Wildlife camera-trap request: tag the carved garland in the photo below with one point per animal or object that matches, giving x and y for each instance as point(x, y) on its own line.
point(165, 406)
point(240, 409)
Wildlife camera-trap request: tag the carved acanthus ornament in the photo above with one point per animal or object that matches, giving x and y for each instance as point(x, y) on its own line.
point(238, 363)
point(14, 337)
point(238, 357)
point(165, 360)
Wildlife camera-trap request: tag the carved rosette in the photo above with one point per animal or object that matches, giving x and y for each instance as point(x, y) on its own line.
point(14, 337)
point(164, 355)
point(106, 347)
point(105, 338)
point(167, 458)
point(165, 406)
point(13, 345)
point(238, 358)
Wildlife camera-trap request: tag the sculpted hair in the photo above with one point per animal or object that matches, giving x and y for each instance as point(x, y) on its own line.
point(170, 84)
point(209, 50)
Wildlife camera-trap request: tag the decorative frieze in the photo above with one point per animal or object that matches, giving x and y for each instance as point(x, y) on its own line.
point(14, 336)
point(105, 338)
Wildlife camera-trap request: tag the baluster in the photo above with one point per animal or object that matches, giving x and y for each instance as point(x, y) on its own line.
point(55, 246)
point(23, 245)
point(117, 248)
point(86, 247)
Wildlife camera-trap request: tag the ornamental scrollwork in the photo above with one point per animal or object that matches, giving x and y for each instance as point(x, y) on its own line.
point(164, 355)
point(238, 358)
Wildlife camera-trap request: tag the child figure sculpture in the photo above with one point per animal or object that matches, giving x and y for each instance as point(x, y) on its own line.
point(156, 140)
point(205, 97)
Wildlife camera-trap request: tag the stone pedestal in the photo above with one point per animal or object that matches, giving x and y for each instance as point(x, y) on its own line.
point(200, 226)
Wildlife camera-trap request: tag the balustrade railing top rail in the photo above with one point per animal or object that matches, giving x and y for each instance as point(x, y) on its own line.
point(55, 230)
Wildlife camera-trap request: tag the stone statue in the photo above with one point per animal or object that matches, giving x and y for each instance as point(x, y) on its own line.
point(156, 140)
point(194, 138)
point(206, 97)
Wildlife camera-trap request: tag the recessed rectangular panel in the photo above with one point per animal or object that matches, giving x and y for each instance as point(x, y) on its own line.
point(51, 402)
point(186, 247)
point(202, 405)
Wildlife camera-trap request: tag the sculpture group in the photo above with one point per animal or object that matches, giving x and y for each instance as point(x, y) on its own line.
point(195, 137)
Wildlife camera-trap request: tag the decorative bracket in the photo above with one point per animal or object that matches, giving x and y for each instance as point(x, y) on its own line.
------------------------------------------------------------------------
**Problem to solve:**
The whole listing needs repeating. Match each line exactly.

**Your response:**
Wildlife camera-trap request: tag the carved garland in the photo below with one point per animal or object that matches, giving x and y for each instance as point(x, y) on its own line.
point(165, 406)
point(240, 409)
Wildlife camera-trap request: tag the carved acanthus ornament in the photo above with one point per animal or object that matches, giving x and y for each instance as point(x, y) on its own line.
point(238, 363)
point(14, 337)
point(238, 357)
point(165, 360)
Wildlife camera-trap request: tag the carved rosette in the photo above with one point per animal or object that matches, giving x and y for each instance as point(x, y) on its own line.
point(14, 337)
point(164, 355)
point(106, 347)
point(105, 338)
point(167, 458)
point(165, 406)
point(13, 345)
point(238, 358)
Wildlife camera-trap request: tag the sculpted hair in the photo above with one point per animal or object that matches, giving x and y for each instance as point(x, y) on its own line.
point(170, 84)
point(209, 50)
Wildlife camera-trap request: tag the decorative frieze in the photo above with one point per animal or object that matches, giving x and y for each instance as point(x, y) on its own line.
point(14, 336)
point(105, 338)
Wildlife camera-trap request: tag the baluster in the photo above with one point per animal or object that matches, giving x and y for each instance as point(x, y) on its own line.
point(55, 246)
point(23, 245)
point(117, 248)
point(86, 247)
Wildlife camera-trap request: tag the ornamental scrollwork in the photo above with one point per animal or object that matches, giving x and y for each instance as point(x, y) on its own line.
point(164, 355)
point(238, 358)
Wildlife camera-trap request: tag the child figure sculpture in the photo above with one point per animal or object that matches, giving x and y for each instance as point(x, y) on its own line.
point(156, 140)
point(205, 97)
Wildlife camera-trap request: tag the stone pedestal in the photo above with one point per animal or object that matches, giving x and y for each instance as point(x, y) on its own line.
point(200, 226)
Wildlife camera-trap request: tag the balustrade railing top rail in the photo above with one point per animal or object that matches, giving x and y for each instance as point(x, y) on its own line.
point(55, 230)
Wildlife camera-trap request: tag the stone statue in the photo above with one point per animal or object that matches, giving x and y for each instance as point(x, y) on its own line.
point(156, 140)
point(194, 138)
point(206, 97)
Wildlife camera-trap request: tag the recessed rectangular panel in the photo above with one point per animal or object that matches, giving x and y for each instance as point(x, y) on its own line.
point(51, 402)
point(186, 247)
point(202, 405)
Wildlife camera-trap request: tag the sculpture group in the photo above with one point per animal or object that matches, giving x and y for each instance as point(x, y) on its own line.
point(195, 137)
Wildlife camera-trap request: tag the decorative bracket in the photo above with one point per animal or object that matches, giving x and y for each instance as point(x, y) on its own line.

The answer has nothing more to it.